- _TASK STATEMENT_
A stretch of the entries below is to be set down exactly, running from the line with "point: yellow robe" through the line with "point: orange cloth", both included, and no other line.

[Region pointing data]
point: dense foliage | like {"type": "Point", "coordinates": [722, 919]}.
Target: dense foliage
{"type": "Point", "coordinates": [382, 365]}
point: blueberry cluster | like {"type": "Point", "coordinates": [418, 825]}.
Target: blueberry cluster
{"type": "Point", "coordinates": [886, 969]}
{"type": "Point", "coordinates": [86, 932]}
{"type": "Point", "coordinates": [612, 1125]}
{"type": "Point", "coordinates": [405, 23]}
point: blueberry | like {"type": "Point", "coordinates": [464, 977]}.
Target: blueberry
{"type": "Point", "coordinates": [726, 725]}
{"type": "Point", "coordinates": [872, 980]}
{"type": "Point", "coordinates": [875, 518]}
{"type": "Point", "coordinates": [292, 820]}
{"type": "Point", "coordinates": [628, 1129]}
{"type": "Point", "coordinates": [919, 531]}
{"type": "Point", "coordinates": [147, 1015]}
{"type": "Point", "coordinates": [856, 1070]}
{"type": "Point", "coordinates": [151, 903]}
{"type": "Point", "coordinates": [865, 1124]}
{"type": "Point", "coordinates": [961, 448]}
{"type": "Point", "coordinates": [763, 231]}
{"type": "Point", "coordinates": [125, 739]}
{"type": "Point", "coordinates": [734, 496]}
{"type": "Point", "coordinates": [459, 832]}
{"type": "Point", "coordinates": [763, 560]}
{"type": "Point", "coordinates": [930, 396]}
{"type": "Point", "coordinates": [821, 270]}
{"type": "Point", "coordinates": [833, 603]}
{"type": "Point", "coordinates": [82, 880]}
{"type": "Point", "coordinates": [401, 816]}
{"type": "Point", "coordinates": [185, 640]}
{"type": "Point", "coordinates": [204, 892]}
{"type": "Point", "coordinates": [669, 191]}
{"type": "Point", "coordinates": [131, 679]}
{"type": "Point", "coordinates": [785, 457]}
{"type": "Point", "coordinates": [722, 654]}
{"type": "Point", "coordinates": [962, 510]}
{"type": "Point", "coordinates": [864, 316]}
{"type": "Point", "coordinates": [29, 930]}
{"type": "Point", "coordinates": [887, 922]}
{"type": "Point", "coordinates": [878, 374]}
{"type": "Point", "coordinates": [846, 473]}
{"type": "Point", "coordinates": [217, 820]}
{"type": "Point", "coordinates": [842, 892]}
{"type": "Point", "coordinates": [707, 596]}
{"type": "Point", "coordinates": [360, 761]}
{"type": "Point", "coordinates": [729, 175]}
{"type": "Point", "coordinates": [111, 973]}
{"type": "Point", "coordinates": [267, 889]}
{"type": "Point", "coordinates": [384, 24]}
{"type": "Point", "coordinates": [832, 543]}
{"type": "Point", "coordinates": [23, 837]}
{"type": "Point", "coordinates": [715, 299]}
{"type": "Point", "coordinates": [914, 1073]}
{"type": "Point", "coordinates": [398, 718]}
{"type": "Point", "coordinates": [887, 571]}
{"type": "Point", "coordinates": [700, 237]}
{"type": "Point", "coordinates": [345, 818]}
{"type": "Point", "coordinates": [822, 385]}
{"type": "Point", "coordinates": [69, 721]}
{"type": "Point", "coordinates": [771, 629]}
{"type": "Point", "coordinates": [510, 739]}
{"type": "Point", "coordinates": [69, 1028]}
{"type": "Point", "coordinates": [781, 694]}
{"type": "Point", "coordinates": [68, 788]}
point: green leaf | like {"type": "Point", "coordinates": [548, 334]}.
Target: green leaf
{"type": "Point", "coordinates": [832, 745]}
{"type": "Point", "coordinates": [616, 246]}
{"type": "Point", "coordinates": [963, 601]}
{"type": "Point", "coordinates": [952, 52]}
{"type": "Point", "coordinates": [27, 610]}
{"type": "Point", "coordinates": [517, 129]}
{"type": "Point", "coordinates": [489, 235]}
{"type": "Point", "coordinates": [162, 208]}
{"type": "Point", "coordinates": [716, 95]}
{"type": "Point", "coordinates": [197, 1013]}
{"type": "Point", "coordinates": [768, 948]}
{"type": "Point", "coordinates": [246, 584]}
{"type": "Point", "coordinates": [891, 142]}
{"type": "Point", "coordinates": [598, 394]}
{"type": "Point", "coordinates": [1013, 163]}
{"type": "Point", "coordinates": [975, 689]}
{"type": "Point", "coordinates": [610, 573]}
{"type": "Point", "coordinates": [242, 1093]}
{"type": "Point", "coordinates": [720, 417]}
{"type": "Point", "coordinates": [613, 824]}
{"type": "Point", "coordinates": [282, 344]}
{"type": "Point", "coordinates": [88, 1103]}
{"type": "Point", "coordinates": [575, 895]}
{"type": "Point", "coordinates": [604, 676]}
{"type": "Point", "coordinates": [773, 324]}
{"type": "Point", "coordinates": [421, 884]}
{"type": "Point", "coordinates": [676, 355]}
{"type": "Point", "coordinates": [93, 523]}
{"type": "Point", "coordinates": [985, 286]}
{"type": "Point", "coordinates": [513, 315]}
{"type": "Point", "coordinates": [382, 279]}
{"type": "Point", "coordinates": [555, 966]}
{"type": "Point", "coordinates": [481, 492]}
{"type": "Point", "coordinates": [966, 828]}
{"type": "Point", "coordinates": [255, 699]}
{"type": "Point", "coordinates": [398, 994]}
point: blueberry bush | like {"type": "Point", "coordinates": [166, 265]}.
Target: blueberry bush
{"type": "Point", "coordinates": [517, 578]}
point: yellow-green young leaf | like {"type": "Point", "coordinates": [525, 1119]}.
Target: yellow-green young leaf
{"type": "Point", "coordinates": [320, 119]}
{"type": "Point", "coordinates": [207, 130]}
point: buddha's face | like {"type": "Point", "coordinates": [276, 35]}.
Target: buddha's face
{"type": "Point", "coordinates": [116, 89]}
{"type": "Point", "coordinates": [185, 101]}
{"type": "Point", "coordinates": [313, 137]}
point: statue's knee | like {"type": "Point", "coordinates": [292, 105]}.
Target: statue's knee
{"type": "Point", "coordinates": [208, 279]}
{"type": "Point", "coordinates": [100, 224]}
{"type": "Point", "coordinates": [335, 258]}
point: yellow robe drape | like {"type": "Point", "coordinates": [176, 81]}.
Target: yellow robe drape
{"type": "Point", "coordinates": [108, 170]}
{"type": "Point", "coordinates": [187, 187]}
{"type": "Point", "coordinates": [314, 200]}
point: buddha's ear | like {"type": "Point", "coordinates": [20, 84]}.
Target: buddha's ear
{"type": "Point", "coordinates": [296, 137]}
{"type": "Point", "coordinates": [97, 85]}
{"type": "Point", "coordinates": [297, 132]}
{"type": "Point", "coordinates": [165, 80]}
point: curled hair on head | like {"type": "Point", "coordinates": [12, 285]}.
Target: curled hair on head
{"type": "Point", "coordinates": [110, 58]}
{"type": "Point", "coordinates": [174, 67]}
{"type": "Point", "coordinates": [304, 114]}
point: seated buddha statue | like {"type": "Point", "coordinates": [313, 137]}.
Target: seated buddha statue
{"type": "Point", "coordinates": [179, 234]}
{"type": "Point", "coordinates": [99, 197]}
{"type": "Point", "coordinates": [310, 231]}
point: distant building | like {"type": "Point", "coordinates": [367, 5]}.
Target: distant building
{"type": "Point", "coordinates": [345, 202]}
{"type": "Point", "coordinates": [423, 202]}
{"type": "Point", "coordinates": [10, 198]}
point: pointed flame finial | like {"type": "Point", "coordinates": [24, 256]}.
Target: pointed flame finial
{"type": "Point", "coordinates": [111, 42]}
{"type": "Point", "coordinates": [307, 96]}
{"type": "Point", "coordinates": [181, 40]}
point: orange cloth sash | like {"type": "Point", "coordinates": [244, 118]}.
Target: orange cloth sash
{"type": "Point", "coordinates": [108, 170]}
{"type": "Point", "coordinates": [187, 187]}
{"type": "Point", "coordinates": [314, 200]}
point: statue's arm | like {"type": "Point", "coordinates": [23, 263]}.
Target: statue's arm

- _ANSWER TO THE EXERCISE_
point: yellow robe drape | like {"type": "Point", "coordinates": [176, 81]}.
Target: yellow robe drape
{"type": "Point", "coordinates": [108, 170]}
{"type": "Point", "coordinates": [187, 187]}
{"type": "Point", "coordinates": [314, 200]}
point: buddha's ear | like {"type": "Point", "coordinates": [20, 84]}.
Target: buddha's ear
{"type": "Point", "coordinates": [296, 137]}
{"type": "Point", "coordinates": [97, 85]}
{"type": "Point", "coordinates": [297, 132]}
{"type": "Point", "coordinates": [165, 80]}
point: curled hair on head | like {"type": "Point", "coordinates": [12, 285]}.
Target: curled hair on head
{"type": "Point", "coordinates": [110, 58]}
{"type": "Point", "coordinates": [174, 67]}
{"type": "Point", "coordinates": [304, 114]}
point: seated buddha statue | like {"type": "Point", "coordinates": [313, 137]}.
Target: seated buddha statue
{"type": "Point", "coordinates": [179, 234]}
{"type": "Point", "coordinates": [99, 197]}
{"type": "Point", "coordinates": [310, 231]}
point: distant building | like {"type": "Point", "coordinates": [367, 5]}.
Target: distant building
{"type": "Point", "coordinates": [345, 202]}
{"type": "Point", "coordinates": [423, 202]}
{"type": "Point", "coordinates": [10, 198]}
point: pointed flame finial | like {"type": "Point", "coordinates": [24, 256]}.
Target: pointed flame finial
{"type": "Point", "coordinates": [111, 42]}
{"type": "Point", "coordinates": [307, 96]}
{"type": "Point", "coordinates": [181, 40]}
point: orange cloth sash | like {"type": "Point", "coordinates": [244, 118]}.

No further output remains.